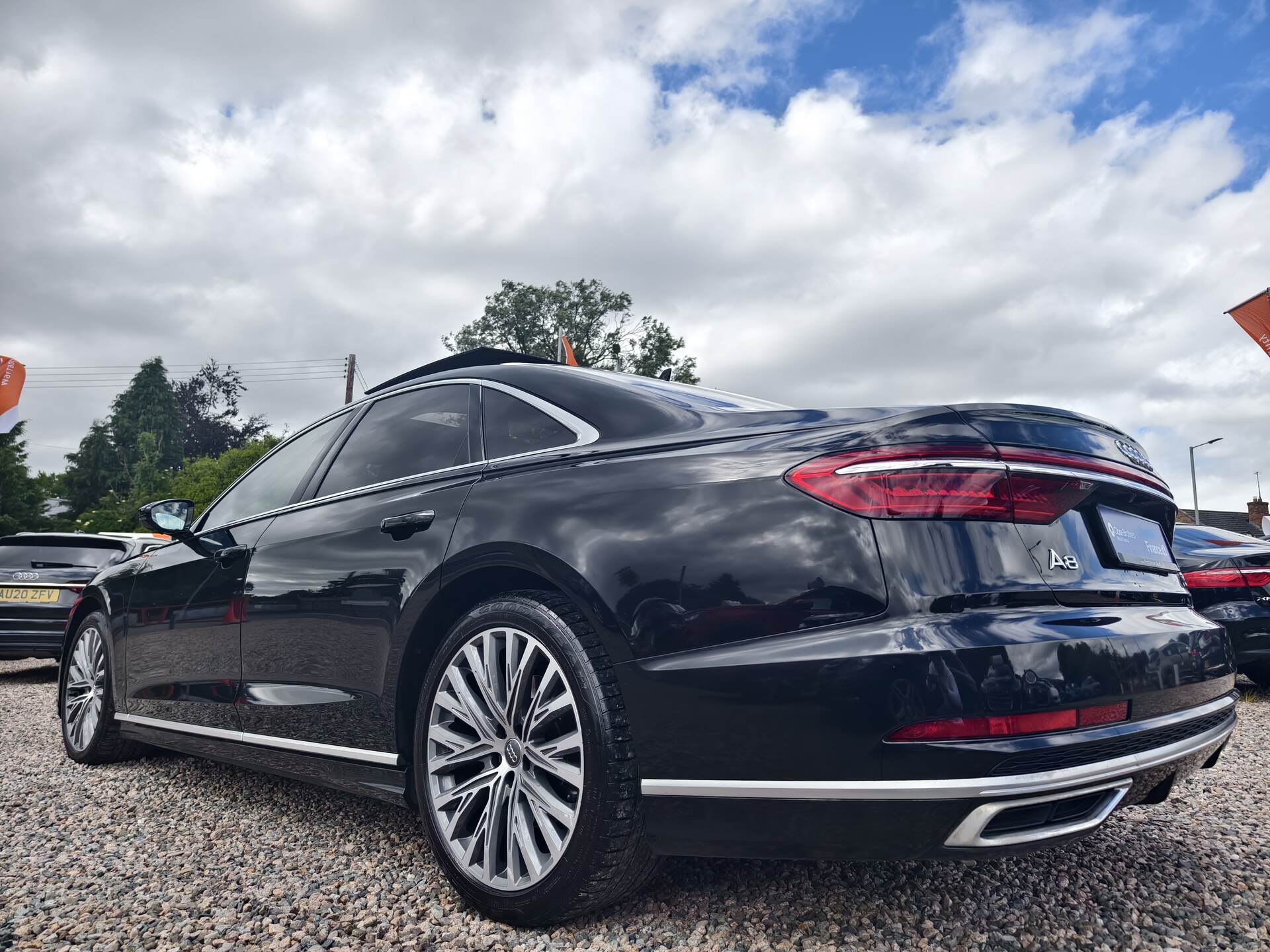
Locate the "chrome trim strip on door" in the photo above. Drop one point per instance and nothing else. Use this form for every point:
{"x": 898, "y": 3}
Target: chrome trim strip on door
{"x": 962, "y": 787}
{"x": 305, "y": 746}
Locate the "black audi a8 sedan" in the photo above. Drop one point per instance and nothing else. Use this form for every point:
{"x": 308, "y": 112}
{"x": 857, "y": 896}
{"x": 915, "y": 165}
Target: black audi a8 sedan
{"x": 582, "y": 619}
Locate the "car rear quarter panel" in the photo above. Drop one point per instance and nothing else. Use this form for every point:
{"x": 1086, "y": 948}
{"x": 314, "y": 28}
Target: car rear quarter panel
{"x": 686, "y": 547}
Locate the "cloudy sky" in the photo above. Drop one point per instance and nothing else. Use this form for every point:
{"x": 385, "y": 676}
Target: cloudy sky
{"x": 837, "y": 202}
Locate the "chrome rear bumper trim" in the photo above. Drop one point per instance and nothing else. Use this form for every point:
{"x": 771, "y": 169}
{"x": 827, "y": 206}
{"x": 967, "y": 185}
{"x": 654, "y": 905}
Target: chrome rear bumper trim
{"x": 304, "y": 746}
{"x": 969, "y": 832}
{"x": 964, "y": 787}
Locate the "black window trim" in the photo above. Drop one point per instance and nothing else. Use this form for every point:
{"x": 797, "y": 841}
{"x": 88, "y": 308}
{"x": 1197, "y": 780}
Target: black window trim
{"x": 349, "y": 412}
{"x": 583, "y": 430}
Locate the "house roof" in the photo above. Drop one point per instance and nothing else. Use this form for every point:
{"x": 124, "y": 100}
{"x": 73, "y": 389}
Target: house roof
{"x": 1231, "y": 522}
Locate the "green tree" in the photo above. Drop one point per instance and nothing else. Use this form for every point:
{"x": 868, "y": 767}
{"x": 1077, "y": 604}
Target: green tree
{"x": 205, "y": 479}
{"x": 208, "y": 405}
{"x": 201, "y": 480}
{"x": 93, "y": 470}
{"x": 599, "y": 323}
{"x": 21, "y": 500}
{"x": 149, "y": 405}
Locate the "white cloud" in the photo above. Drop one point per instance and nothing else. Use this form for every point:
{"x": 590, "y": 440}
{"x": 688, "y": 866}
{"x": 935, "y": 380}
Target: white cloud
{"x": 381, "y": 173}
{"x": 1009, "y": 65}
•••
- [What is needed]
Restate the records above word for word, without the pictures.

- [Solution]
Locate the "chrome trim strip on door" in the photo above. Drop one point per instance and nothing else. Use this form for every point:
{"x": 898, "y": 3}
Target: chrome trim strip on door
{"x": 962, "y": 787}
{"x": 305, "y": 746}
Locate the "black audi a8 sedan" in the photo above. Drop one point per instance and nothing else. Use this form for every point:
{"x": 308, "y": 112}
{"x": 857, "y": 896}
{"x": 915, "y": 165}
Target: black audi a8 sedan
{"x": 582, "y": 619}
Locate the "car rear quarter panel" in the photo above. Drop one point per instance and nothing else. Use this form for every point:
{"x": 1086, "y": 948}
{"x": 314, "y": 28}
Target: car rear quarter panel
{"x": 686, "y": 547}
Locate the "cloudy sky" in the photo above. Drop one point per instance and nothing else. Use this form for every point:
{"x": 385, "y": 676}
Target: cloudy sky
{"x": 837, "y": 202}
Locate the "chrome rear bumper trim" in the photo above. Drop one point per instance and nothing else. Use this form for every point:
{"x": 771, "y": 169}
{"x": 827, "y": 206}
{"x": 967, "y": 185}
{"x": 654, "y": 905}
Target: chrome rear bumper trim
{"x": 304, "y": 746}
{"x": 969, "y": 832}
{"x": 964, "y": 787}
Locate the "black window trim" in the photo above. Drop one point per instance and nothing else. Use this form for every point:
{"x": 797, "y": 841}
{"x": 88, "y": 308}
{"x": 1197, "y": 780}
Target: black window trim
{"x": 349, "y": 412}
{"x": 583, "y": 430}
Locate the "house roof" in the photo above. Drop one point per instance and nothing else. Use this form for every point:
{"x": 124, "y": 100}
{"x": 73, "y": 389}
Target: house roof
{"x": 1231, "y": 522}
Locate the "green tree" in the photo above. Drop one point per instance and nothing else. Use this form for every point:
{"x": 868, "y": 767}
{"x": 1077, "y": 604}
Target: green tree
{"x": 205, "y": 479}
{"x": 208, "y": 405}
{"x": 201, "y": 480}
{"x": 93, "y": 470}
{"x": 599, "y": 323}
{"x": 21, "y": 500}
{"x": 149, "y": 405}
Locate the "white cloud" in the photo above. Drop one point per instance and nothing else. Use this form for every point:
{"x": 590, "y": 440}
{"x": 688, "y": 866}
{"x": 935, "y": 380}
Target: white cloud
{"x": 381, "y": 173}
{"x": 1009, "y": 65}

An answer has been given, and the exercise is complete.